DOCUMENT PASSAGE:
All of lore.kernel.org
 help / color / mirror / Atom feed
From: Daniel Thompson <daniel.thompson@linaro.org>
To: Chris Metcalf <cmetcalf@mellanox.com>
Cc: Russell King <linux@arm.linux.org.uk>,
	Thomas Gleixner <tglx@linutronix.de>,
	Ingo Molnar <mingo@redhat.com>, Andrew Morton <akpm@osdl.org>,
	linux-kernel@vger.kernel.org, Aaron Tomlin <atomlin@redhat.com>,
	Peter Zijlstra <peterz@infradead.org>,
	"Rafael J. Wysocki" <rjw@rjwysocki.net>,
	Daniel Lezcano <daniel.lezcano@linaro.org>
Subject: Re: [PATCH 2/4] nmi_backtrace: generate one-line reports for idle cpus
Date: Mon, 7 Mar 2016 15:26:37 +0700	[thread overview]
Message-ID: <56DD3B3D.1010404@linaro.org> (raw)

TASK LIST:
(a) Who sent the message shown in the email header?
(b) Please echo everything in the email header from "All of lore.kernel.org" down to "Message-ID: <56DD3B3D.1010404@linaro.org> (raw)".

RECORD LIST:
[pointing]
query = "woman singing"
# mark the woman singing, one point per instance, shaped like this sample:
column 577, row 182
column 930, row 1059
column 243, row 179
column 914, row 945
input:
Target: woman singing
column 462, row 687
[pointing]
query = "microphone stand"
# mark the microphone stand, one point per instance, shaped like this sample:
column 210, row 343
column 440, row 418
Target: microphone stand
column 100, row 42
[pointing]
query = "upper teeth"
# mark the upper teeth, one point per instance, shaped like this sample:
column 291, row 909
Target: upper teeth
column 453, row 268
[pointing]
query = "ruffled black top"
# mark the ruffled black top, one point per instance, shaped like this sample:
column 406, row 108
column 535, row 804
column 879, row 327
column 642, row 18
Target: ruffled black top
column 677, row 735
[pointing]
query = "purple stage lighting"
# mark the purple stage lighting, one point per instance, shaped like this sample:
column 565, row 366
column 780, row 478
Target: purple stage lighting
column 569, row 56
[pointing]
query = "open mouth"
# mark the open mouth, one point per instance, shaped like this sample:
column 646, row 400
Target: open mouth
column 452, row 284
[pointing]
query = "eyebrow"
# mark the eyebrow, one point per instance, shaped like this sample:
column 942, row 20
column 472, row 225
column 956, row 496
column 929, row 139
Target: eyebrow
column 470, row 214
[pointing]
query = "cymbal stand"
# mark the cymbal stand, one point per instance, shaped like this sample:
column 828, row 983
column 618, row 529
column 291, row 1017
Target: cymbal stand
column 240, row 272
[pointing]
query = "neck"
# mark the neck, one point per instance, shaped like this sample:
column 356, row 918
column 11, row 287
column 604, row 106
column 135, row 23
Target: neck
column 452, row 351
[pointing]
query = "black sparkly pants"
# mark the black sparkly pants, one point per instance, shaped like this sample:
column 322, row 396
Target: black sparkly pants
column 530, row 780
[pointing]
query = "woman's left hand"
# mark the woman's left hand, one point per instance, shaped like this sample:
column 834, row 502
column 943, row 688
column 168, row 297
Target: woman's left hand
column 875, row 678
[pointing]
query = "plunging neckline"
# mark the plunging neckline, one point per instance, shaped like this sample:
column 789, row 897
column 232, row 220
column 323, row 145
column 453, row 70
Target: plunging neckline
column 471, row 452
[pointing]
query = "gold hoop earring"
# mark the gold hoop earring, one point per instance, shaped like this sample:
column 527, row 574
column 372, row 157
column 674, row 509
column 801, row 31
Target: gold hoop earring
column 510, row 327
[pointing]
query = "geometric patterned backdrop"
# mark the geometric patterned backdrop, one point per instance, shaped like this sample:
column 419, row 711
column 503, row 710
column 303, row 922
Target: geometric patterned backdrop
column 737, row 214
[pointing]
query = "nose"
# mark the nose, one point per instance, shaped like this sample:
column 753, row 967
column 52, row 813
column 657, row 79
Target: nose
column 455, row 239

RESPONSES TO THE EXERCISE:
(a) Daniel Thompson

(b)
All of lore.kernel.org
 help / color / mirror / Atom feed
From: Daniel Thompson <daniel.thompson@linaro.org>
To: Chris Metcalf <cmetcalf@mellanox.com>
Cc: Russell King <linux@arm.linux.org.uk>,
	Thomas Gleixner <tglx@linutronix.de>,
	Ingo Molnar <mingo@redhat.com>, Andrew Morton <akpm@osdl.org>,
	linux-kernel@vger.kernel.org, Aaron Tomlin <atomlin@redhat.com>,
	Peter Zijlstra <peterz@infradead.org>,
	"Rafael J. Wysocki" <rjw@rjwysocki.net>,
	Daniel Lezcano <daniel.lezcano@linaro.org>
Subject: Re: [PATCH 2/4] nmi_backtrace: generate one-line reports for idle cpus
Date: Mon, 7 Mar 2016 15:26:37 +0700	[thread overview]
Message-ID: <56DD3B3D.1010404@linaro.org> (raw)